• _SHORT TASK_:
Copy each of the following items word for word.

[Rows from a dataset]
○ ○ ○ ○ ○
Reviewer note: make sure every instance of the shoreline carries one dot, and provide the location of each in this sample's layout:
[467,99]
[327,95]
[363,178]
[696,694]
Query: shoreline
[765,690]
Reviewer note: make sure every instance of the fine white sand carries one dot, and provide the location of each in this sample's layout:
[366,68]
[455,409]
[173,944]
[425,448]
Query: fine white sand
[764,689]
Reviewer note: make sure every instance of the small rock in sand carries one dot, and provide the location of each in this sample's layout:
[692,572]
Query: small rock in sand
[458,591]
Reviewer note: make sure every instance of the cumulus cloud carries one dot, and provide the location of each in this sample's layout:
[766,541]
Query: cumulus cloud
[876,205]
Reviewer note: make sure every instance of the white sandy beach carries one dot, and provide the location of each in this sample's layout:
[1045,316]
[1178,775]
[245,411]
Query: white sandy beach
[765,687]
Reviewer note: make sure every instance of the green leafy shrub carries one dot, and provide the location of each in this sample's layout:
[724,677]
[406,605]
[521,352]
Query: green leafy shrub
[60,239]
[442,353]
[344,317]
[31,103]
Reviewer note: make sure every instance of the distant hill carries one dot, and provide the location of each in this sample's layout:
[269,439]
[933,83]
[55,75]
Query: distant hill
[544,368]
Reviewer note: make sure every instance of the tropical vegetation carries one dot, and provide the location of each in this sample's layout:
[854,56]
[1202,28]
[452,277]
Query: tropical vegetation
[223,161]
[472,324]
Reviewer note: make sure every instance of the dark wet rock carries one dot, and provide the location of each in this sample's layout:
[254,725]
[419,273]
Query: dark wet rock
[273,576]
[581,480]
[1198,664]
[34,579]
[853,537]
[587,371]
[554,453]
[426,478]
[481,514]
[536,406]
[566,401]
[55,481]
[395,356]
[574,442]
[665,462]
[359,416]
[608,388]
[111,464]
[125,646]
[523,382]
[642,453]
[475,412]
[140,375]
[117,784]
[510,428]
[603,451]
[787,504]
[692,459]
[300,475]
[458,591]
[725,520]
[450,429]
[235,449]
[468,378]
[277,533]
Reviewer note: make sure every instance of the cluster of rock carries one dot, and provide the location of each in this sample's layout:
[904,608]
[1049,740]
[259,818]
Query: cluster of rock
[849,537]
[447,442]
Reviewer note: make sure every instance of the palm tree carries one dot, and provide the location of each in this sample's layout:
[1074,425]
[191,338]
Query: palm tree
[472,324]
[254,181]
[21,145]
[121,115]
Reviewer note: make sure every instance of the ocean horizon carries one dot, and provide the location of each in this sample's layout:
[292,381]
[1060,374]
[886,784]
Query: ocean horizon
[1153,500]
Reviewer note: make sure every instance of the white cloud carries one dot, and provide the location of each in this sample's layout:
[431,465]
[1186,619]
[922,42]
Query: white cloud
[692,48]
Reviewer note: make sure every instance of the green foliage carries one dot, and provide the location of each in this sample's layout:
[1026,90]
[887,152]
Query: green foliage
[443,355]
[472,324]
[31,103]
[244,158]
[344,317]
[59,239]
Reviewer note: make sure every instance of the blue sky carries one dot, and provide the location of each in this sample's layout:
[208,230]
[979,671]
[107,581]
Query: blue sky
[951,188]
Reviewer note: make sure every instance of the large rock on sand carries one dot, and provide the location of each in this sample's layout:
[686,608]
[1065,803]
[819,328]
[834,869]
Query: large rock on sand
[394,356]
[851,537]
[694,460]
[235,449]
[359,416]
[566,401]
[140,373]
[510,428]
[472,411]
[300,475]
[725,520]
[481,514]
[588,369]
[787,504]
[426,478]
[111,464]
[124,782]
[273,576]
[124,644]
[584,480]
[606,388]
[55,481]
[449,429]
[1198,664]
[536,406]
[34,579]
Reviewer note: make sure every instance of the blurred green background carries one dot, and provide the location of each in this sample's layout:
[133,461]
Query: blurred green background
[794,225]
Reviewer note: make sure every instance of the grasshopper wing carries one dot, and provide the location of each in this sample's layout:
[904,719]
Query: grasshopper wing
○ ○ ○ ○ ○
• _FULL SOLUTION_:
Reviewer note: make sure every instance of the shoreline carries one dot, and provide the location of each in this sample's layout:
[467,99]
[327,95]
[363,178]
[696,694]
Query: shoreline
[765,690]
Reviewer note: make sure every instance of the fine white sand carries one dot, and provide the location of each in this sample's layout:
[366,68]
[455,409]
[173,944]
[425,448]
Query: fine white sand
[764,689]
Reviewer note: make sure every instance of the small rock in sand carries one dot, and provide the location of each in this sample's layout:
[692,572]
Query: small rock in sand
[458,591]
Reviewer note: make sure every instance of the cumulus cloud carries one dot, and provide the location of each in this sample's layout:
[766,541]
Query: cumulus cloud
[876,205]
Reviewer note: make sure every instance of the white sandy beach carries one dot, and provide the location of each in this sample's layout:
[1045,316]
[1178,775]
[245,411]
Query: white sandy beach
[765,687]
Reviewer note: make sure every instance of the green leafy shrub carries one dot, and provide the location of each in this sample's layout:
[724,677]
[406,605]
[521,352]
Query: green leafy shrub
[60,239]
[442,353]
[344,317]
[31,103]
Reviewer note: make sure every instance of the distant hill carries one dot, and provide the location of each in this sample's layout:
[269,439]
[933,83]
[55,75]
Query: distant hill
[544,368]
Reviewer note: make sure every instance of the tropical vegetation carries one dot, and provide the location of each in this sample's layout:
[854,56]
[1202,28]
[452,277]
Query: tropical vegetation
[223,161]
[472,324]
Reviewer note: make sure every instance of the dark wet rock carries one dot, and provide the location of each in this sample's layout:
[254,725]
[419,273]
Query: dark wet rock
[273,576]
[581,480]
[1198,664]
[34,579]
[853,537]
[587,371]
[554,453]
[426,478]
[481,514]
[536,406]
[566,401]
[55,481]
[395,356]
[574,442]
[665,462]
[359,416]
[608,388]
[111,464]
[125,646]
[523,382]
[642,453]
[475,412]
[140,375]
[117,784]
[510,428]
[603,451]
[787,504]
[692,459]
[300,475]
[458,591]
[725,520]
[450,429]
[235,449]
[468,378]
[277,533]
Reviewer note: make sure every instance of the cluster of rock carries one dot, and provide the location of each in this sample's layout:
[904,608]
[1049,740]
[259,818]
Query: cluster of rock
[849,537]
[447,442]
Reviewer note: make sure every instance of the palm tree carries one dot, and provide the location of each in this sample's layout:
[1074,425]
[191,338]
Query: palm tree
[472,324]
[254,181]
[21,145]
[121,115]
Reviewer note: make sure every instance of the ocean horizon carries one dot, and provide the location of each in this sample's layout:
[292,381]
[1060,374]
[886,784]
Query: ocean horizon
[1153,500]
Reviewer note: make sure every instance of the white cloud carries one dot, and provide the location of each in this sample's layout:
[431,465]
[1186,619]
[922,42]
Query: white cloud
[692,48]
Reviewer note: make sure every instance of the green foliage carries one dot, and provide the location of each in this sample's layout:
[1026,90]
[887,152]
Query: green foliage
[443,355]
[472,324]
[31,103]
[244,158]
[344,317]
[59,239]
Reviewer note: make sure every instance of the blue sky carries one dot, and provide the location of each in this sample's layout:
[208,230]
[979,671]
[107,581]
Query: blue sky
[951,188]
Reviewer note: make sure every instance of the large rock on sand carries one dot, and provide the location of each in this sample's layout:
[686,608]
[1065,803]
[819,328]
[834,869]
Query: large rock on sand
[394,356]
[851,537]
[694,460]
[235,449]
[359,416]
[566,401]
[140,373]
[510,428]
[472,411]
[300,475]
[725,520]
[481,514]
[588,369]
[787,504]
[426,478]
[111,464]
[124,782]
[273,576]
[124,644]
[584,480]
[606,388]
[55,481]
[449,429]
[1198,664]
[536,406]
[34,579]
Reviewer note: make sure every instance of the blurred green background carries one dot, and provide the location of each in this sample's layout:
[133,461]
Query: blurred green background
[794,225]
Reviewer note: make sure every instance of the grasshopper wing carries one dot, and provide the location of each in this sample's layout:
[904,719]
Query: grasshopper wing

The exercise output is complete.